# Help starting my project car



## WillL84 (Aug 5, 2019)

Check the battery ground cable. First gen cars had problems with it. That could be most of your electrical problems right there.


----------



## Username1107 (Jan 6, 2020)

Just a little update I was able to get the car to crank by resetting the car computer system. But still no start I have tested the fuel rails no fuel so I thinking there a Block in the lines or a dead pump.


----------



## Username1107 (Jan 6, 2020)

Dose anyone know if there a drain plug for the fuel tank as I need to drain 30lts


----------



## Blasirl (Mar 31, 2015)

Welcome Aboard!

Post the codes. Do you actually have a 2010 (not US) or is it a 2011?

Don't forget to introduce yourself and your Cruze here.


----------



## Username1107 (Jan 6, 2020)

I thought I did post the code. It P2096 system too lean bank 1.
I have the Australia Cruze yes it 2010. I find almost all the info for my car from the 2011 us one to be the same.


----------



## Maqcro1 (Apr 29, 2019)

Well that would explain the lean fuel system code ?.

...I don’t think a fuel drain plug exists... put a drain tube down the fuel filler neck and pump it out. Or drop the tank and you can drain the fuel.


----------



## Username1107 (Jan 6, 2020)

Here same more updates and drop the fuel take and test the fuel pump I find the pump to work.

so I trun to the fuse box for replacement. after a quick wreckers run. Installed the new fuse box.Fuel pump has pressure All but one fuel injectors clicks. But the car has no start.
I have replaced spark plug.
I am starting to get lost at what it is now.
And help please.


----------



## WillL84 (Aug 5, 2019)

Are you getting fuel at the fuel rail/injectors?


----------



## Username1107 (Jan 6, 2020)

Yeah the fuel rail is get fuel


----------



## Iamantman (Sep 24, 2018)

I'd go back to the battery cable as will suggested and have a look. You might be getting fuel but not enough pressure. 

You said you changed the battery. Does it crank, what is your voltage? Etc.

As others have said this was an issue for Gen 1s


----------

- Extracted entries -
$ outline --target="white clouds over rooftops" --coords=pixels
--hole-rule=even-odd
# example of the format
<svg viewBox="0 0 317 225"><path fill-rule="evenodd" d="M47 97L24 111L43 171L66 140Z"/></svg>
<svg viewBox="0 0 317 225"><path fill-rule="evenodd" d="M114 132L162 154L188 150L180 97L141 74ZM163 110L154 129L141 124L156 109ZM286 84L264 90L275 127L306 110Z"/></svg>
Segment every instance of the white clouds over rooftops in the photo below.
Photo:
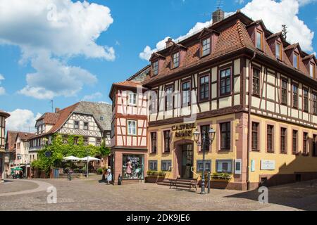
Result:
<svg viewBox="0 0 317 225"><path fill-rule="evenodd" d="M286 24L288 27L287 41L291 44L299 42L303 51L312 52L314 33L304 24L304 21L299 20L297 15L300 6L316 1L317 0L282 0L280 1L252 0L241 11L254 20L262 19L266 27L273 32L280 32L282 25ZM239 2L241 1L239 1ZM226 13L228 14L229 13ZM201 28L209 26L211 22L211 21L197 22L186 35L180 38L192 35ZM158 41L156 48L153 49L149 46L147 46L139 53L139 58L148 60L154 52L165 46L167 39L168 37Z"/></svg>
<svg viewBox="0 0 317 225"><path fill-rule="evenodd" d="M32 111L22 109L16 109L9 113L11 116L6 120L6 129L25 132L35 130L36 120L41 116L39 113L35 115Z"/></svg>
<svg viewBox="0 0 317 225"><path fill-rule="evenodd" d="M69 96L96 82L96 76L67 60L114 60L113 47L96 44L113 22L108 7L85 1L0 0L0 44L19 46L20 62L36 70L19 93L40 99Z"/></svg>

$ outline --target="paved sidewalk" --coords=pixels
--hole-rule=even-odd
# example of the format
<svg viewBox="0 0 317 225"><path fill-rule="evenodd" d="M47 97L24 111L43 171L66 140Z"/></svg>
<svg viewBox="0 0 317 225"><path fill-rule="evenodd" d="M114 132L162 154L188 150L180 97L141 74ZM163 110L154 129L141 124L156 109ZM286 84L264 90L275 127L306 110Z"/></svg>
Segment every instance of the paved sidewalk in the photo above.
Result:
<svg viewBox="0 0 317 225"><path fill-rule="evenodd" d="M257 191L211 189L201 195L153 184L107 186L99 176L75 179L35 179L57 189L57 204L46 202L42 191L0 195L0 210L316 210L317 181L269 188L269 203L258 202ZM13 181L30 191L33 182ZM42 183L42 184L43 184ZM49 185L48 185L49 186ZM42 186L44 187L44 186ZM47 187L47 186L46 186ZM35 187L35 188L37 188ZM0 188L1 189L1 188Z"/></svg>

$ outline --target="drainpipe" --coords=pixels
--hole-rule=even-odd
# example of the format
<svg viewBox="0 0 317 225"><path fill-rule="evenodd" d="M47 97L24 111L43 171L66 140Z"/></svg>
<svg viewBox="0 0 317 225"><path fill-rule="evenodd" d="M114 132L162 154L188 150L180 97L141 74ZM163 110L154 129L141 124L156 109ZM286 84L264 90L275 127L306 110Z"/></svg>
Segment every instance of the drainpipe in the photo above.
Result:
<svg viewBox="0 0 317 225"><path fill-rule="evenodd" d="M249 190L249 183L250 181L249 180L249 171L250 169L249 167L249 160L250 160L250 141L251 141L251 86L252 86L252 72L251 71L251 63L252 63L253 60L255 58L256 56L256 53L254 52L253 57L251 58L250 61L249 62L249 98L248 98L248 144L247 144L247 189Z"/></svg>

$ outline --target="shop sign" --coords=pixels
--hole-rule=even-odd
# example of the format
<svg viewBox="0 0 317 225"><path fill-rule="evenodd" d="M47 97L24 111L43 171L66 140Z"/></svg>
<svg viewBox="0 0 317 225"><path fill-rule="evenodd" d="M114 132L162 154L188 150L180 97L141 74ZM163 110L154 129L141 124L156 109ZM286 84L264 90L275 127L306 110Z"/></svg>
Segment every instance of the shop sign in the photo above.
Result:
<svg viewBox="0 0 317 225"><path fill-rule="evenodd" d="M175 131L176 137L192 136L192 130L196 129L194 123L184 124L172 127L172 131Z"/></svg>
<svg viewBox="0 0 317 225"><path fill-rule="evenodd" d="M274 170L275 169L275 160L261 160L261 170Z"/></svg>
<svg viewBox="0 0 317 225"><path fill-rule="evenodd" d="M128 157L128 160L131 161L132 162L137 162L139 161L139 158L138 157Z"/></svg>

- Exercise instructions -
- 1) Which usernames post in the forum thread about starting the project car?
- 2) In the forum thread about starting the project car, what trouble code does Username1107 report?
- 3) In the forum thread about starting the project car, why does WillL84 suggest checking the battery ground cable?

- Outputs in order -
- 1) WillL84, Username1107, Blasirl, Maqcro1, Iamantman

- 2) P2096, system too lean bank 1.

- 3) First gen cars had problems with the battery ground cable, so it could be the cause of most of the electrical problems.